Raw data -
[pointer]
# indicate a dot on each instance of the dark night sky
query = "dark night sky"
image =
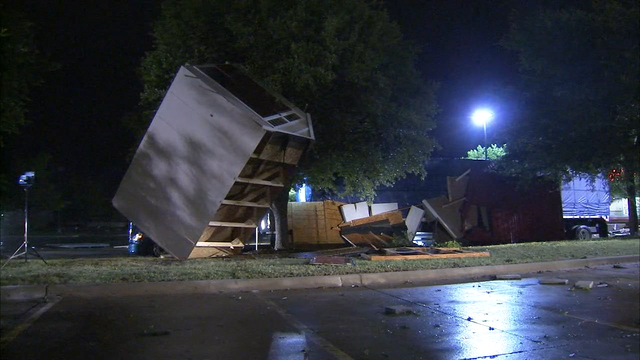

* * *

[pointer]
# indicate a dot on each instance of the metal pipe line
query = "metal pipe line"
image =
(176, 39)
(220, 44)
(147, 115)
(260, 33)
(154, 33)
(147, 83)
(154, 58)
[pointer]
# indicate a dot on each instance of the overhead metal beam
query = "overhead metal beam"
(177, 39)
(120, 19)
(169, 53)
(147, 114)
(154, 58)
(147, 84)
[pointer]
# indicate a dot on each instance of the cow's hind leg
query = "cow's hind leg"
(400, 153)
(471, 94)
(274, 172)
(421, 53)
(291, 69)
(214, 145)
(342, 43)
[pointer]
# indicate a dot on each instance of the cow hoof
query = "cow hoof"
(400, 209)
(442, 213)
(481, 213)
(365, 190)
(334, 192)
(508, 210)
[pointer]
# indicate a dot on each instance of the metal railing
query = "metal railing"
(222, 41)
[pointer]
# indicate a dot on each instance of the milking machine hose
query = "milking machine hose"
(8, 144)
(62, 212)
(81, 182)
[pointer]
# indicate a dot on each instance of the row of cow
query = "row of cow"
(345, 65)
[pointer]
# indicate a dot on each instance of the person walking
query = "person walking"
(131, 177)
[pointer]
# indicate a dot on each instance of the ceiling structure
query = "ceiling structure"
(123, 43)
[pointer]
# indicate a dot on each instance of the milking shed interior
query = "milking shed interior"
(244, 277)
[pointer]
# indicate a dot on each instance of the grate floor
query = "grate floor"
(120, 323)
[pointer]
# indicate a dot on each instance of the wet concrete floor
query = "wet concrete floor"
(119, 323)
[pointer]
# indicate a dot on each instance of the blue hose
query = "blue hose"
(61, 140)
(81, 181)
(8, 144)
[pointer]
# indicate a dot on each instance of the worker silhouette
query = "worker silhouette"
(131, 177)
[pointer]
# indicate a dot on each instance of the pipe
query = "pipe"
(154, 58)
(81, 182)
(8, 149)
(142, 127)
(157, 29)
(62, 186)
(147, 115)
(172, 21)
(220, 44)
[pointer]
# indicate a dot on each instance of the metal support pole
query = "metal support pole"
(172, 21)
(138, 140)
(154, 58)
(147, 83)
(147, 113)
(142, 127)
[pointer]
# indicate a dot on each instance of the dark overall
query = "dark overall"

Written problem -
Show every line of the material above that contains the word "floor"; case counts.

Exercise solution -
# indicate a dot on each instance of the grate floor
query = "grate floor"
# indicate a dot on each instance of the wet concrete floor
query = "wet concrete floor"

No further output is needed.